- [GIVEN REQUEST A]:
Locate every line in the records that contains the string "onion" and copy each such line. Case counts.

- [GIVEN TEXT]:
::::::
I have been thinking much about the process of functional application, how pure functions compose, and what is the relation between operators and terms, arguments and variables, and then I realized that a tuple, which is a mathematical term for a pair, like a pair of numbers, is actually an uncurried function. What do I mean by that? I read about curried functions and have tried to visualise the curried computation flow but understanding was kinda hit and miss. I do understand the basic idea of it, a function being applied to another function, kinda like unix pipes, but have not fully understood the implications of how Haskell programs are actually build, how they evolve. My realization seemed incomplete in the sense that I still separated the two kinds of function compositions, curried and uncurried, not seeing their connection, for example like seeing a function applied on a tuple or any n-tuple the first thing I see is actually an uncurried function such as `f (a,b)` acting on arguments `a` and `b`. Although this is obvious now, it was not before. But what when `a` and `b` are functions, how does the computation evolve then, is currying actually the basic way a computation computes in Haskell? Even when we write uncurried functions, does the Haskell compiler translate these into curried? Often we learn concepts that build on previous knowledge and then fail to really internalize these connections, like seeing curried and uncurried functions like two sides of the same coin.

In mathematics and computer science, currying is the technique of converting a function that takes multiple arguments into a sequence of functions that each take a single argument.
::::::
- [GIVEN REQUEST B]:
Rewrite the passage on currying starting at "In mathematics and" and ending at "a single argument.", replacing "sequence" with "chain".

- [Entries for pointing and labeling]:
::::::
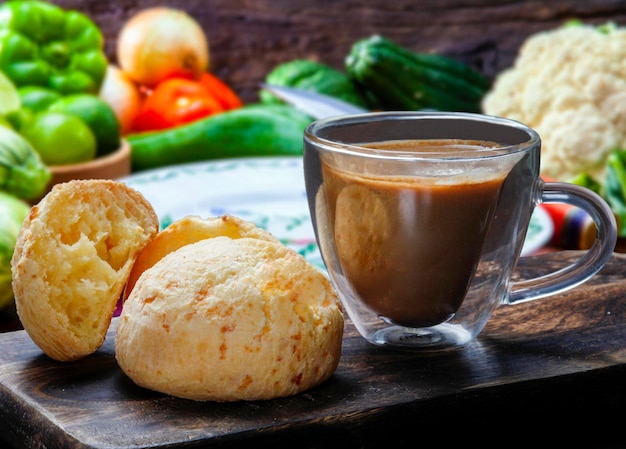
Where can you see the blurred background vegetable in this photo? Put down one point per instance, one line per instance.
(41, 44)
(568, 83)
(22, 172)
(123, 95)
(159, 43)
(174, 102)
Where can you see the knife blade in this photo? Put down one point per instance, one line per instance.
(315, 104)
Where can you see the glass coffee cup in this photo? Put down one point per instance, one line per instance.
(420, 218)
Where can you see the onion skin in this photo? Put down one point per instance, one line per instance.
(160, 43)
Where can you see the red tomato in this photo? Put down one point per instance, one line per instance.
(220, 91)
(174, 102)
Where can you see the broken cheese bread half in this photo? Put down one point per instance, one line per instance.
(71, 261)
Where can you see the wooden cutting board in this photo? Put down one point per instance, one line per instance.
(563, 357)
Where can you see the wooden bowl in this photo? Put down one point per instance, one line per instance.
(111, 166)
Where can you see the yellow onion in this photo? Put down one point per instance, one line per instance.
(123, 95)
(159, 43)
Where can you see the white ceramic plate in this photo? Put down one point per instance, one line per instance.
(266, 191)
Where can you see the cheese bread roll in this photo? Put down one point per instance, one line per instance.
(73, 255)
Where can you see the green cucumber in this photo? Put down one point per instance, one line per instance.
(402, 79)
(313, 76)
(249, 131)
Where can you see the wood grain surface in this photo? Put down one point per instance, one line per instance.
(248, 38)
(552, 370)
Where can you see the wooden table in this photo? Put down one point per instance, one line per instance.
(551, 371)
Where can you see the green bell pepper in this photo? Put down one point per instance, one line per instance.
(44, 45)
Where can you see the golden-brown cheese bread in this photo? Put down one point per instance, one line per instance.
(71, 260)
(228, 319)
(191, 229)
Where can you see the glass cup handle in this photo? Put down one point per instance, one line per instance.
(590, 262)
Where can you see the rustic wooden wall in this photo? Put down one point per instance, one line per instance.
(248, 38)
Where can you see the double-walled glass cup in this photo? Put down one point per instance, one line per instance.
(420, 218)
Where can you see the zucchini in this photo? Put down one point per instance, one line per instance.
(252, 130)
(316, 77)
(405, 80)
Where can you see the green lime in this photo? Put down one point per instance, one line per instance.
(60, 138)
(9, 98)
(37, 98)
(98, 115)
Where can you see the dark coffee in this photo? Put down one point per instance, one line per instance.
(410, 246)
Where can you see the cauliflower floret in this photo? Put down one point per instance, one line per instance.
(569, 84)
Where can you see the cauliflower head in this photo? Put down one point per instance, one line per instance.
(569, 84)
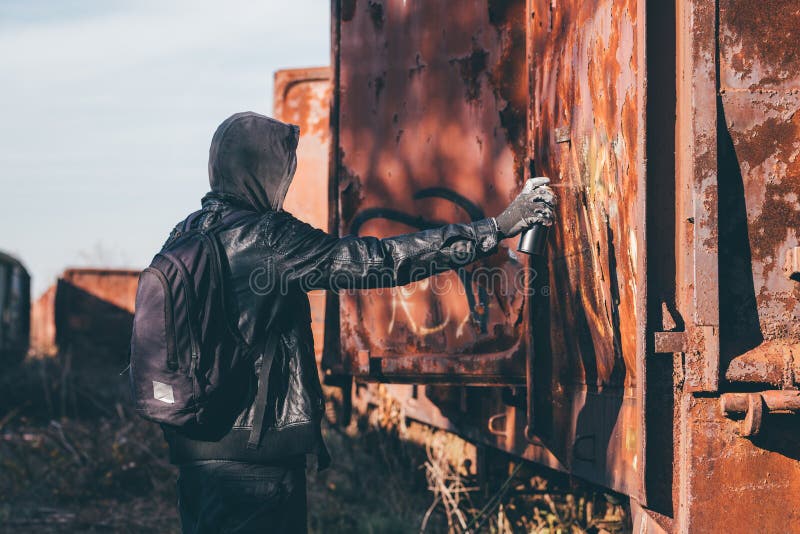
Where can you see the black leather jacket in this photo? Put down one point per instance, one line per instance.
(272, 260)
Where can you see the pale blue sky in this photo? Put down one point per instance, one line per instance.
(108, 107)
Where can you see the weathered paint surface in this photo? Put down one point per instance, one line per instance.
(740, 473)
(587, 135)
(432, 130)
(735, 484)
(14, 310)
(302, 97)
(760, 85)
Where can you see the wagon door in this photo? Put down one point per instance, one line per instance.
(587, 133)
(302, 97)
(432, 103)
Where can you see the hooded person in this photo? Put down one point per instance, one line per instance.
(271, 260)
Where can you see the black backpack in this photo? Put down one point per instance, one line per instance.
(189, 364)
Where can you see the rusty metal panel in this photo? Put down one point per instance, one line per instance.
(43, 323)
(432, 114)
(587, 134)
(697, 185)
(94, 311)
(760, 87)
(302, 97)
(14, 310)
(731, 484)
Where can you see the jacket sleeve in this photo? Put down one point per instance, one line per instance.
(317, 260)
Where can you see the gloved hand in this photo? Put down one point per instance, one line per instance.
(534, 205)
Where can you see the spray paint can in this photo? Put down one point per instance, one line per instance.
(534, 240)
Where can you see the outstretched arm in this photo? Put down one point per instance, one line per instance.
(317, 260)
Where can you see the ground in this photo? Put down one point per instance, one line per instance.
(74, 458)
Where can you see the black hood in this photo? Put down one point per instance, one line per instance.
(253, 158)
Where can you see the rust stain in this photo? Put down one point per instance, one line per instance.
(470, 68)
(760, 43)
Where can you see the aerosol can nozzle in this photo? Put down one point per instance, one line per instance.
(534, 239)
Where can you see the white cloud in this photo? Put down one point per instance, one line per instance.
(108, 112)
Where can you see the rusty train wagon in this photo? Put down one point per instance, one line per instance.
(14, 310)
(654, 350)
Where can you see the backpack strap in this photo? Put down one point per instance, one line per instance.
(270, 347)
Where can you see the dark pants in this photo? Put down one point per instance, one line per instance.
(221, 496)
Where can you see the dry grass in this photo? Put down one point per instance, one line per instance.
(73, 458)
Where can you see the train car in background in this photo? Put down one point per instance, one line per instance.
(88, 312)
(15, 302)
(653, 352)
(302, 97)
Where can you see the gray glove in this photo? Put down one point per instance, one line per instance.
(534, 205)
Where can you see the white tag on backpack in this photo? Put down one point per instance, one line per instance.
(163, 392)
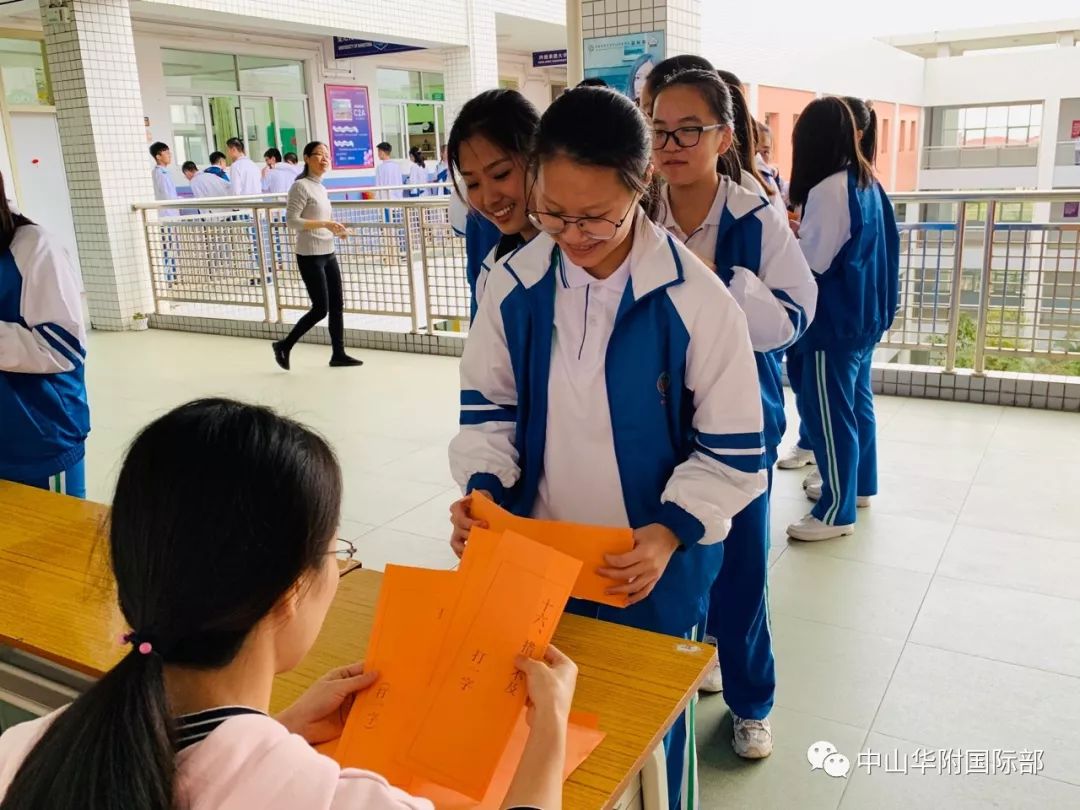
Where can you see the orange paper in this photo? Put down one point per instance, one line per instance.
(582, 737)
(413, 613)
(514, 594)
(586, 543)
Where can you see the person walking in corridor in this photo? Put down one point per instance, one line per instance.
(309, 213)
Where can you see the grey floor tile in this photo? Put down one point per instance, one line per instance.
(887, 539)
(832, 672)
(1015, 561)
(1055, 515)
(950, 700)
(858, 595)
(781, 782)
(927, 786)
(1017, 626)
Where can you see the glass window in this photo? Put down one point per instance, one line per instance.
(197, 70)
(433, 89)
(404, 84)
(268, 75)
(293, 122)
(25, 78)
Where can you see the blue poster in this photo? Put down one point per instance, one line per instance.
(624, 62)
(347, 48)
(348, 115)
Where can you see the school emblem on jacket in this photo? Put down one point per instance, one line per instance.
(663, 385)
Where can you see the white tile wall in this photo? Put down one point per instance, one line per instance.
(679, 19)
(99, 116)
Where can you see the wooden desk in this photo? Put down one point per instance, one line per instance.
(56, 605)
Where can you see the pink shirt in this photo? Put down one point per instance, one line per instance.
(248, 761)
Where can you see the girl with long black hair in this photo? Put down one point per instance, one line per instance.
(608, 379)
(849, 237)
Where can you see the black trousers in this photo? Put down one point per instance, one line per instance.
(323, 280)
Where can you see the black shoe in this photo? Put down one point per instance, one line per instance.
(343, 360)
(281, 355)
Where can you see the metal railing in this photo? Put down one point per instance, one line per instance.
(987, 287)
(235, 257)
(972, 286)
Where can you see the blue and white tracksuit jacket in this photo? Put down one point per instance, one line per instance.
(44, 417)
(686, 414)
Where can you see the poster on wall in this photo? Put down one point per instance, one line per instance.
(348, 113)
(624, 62)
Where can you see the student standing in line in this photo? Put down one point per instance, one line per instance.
(489, 148)
(609, 379)
(220, 598)
(245, 178)
(277, 179)
(417, 172)
(849, 237)
(388, 173)
(42, 352)
(213, 180)
(309, 213)
(732, 228)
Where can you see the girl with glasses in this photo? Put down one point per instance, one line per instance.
(748, 244)
(488, 150)
(849, 237)
(225, 565)
(609, 379)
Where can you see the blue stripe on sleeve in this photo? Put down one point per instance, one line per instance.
(731, 441)
(489, 415)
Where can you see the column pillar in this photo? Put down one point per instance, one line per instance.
(474, 68)
(91, 54)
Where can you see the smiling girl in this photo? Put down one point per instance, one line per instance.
(488, 150)
(609, 379)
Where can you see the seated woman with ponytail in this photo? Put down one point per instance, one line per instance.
(225, 567)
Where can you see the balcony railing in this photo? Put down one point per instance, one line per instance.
(1012, 289)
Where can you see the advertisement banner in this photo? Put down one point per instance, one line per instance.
(624, 62)
(348, 116)
(347, 48)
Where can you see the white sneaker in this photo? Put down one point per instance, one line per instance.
(713, 682)
(796, 458)
(752, 739)
(813, 493)
(810, 528)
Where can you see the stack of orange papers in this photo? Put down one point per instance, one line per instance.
(588, 543)
(445, 718)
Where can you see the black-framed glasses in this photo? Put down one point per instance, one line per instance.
(597, 228)
(684, 136)
(346, 556)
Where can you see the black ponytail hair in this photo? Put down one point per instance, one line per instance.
(504, 117)
(220, 510)
(745, 131)
(718, 96)
(865, 122)
(824, 142)
(10, 221)
(597, 126)
(308, 151)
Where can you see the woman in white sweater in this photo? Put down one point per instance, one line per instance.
(309, 213)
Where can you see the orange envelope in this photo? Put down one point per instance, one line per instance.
(582, 737)
(514, 596)
(415, 608)
(586, 543)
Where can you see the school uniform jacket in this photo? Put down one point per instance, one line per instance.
(44, 417)
(758, 259)
(850, 238)
(682, 387)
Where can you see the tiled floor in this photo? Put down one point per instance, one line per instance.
(950, 620)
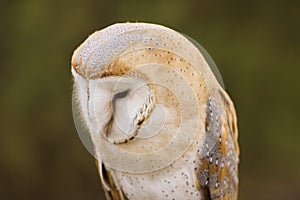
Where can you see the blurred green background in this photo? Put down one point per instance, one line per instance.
(255, 44)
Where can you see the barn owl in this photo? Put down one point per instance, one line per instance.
(160, 124)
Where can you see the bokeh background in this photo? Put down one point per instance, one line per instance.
(255, 44)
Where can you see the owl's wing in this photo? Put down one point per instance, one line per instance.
(111, 190)
(218, 171)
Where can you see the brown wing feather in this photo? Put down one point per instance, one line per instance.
(112, 192)
(218, 171)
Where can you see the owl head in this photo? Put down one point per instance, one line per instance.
(141, 90)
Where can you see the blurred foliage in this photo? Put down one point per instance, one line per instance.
(255, 44)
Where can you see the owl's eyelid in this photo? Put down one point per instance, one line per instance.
(121, 95)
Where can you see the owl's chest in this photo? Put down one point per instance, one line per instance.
(172, 182)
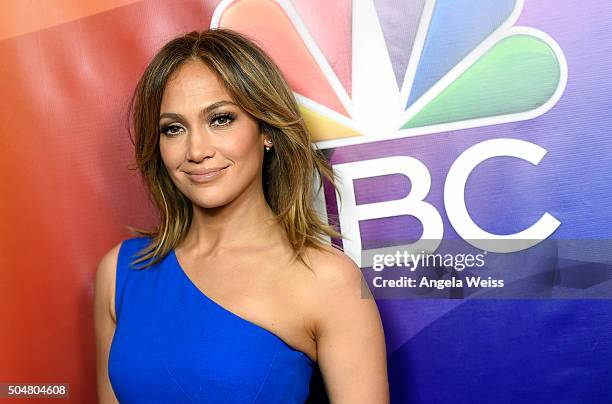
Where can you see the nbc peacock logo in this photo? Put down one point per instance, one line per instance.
::::::
- [FINAL ANSWER A]:
Where can you see the onion skin in this photo? Put down one point per instance, one line per instance.
Where can you see the yellow onion in this photo? Put down one point per instance, one line per instance.

- [FINAL ANSWER B]:
In mathematics and computer science, currying is the technique of converting a function that takes multiple arguments into a chain of functions that each take a single argument.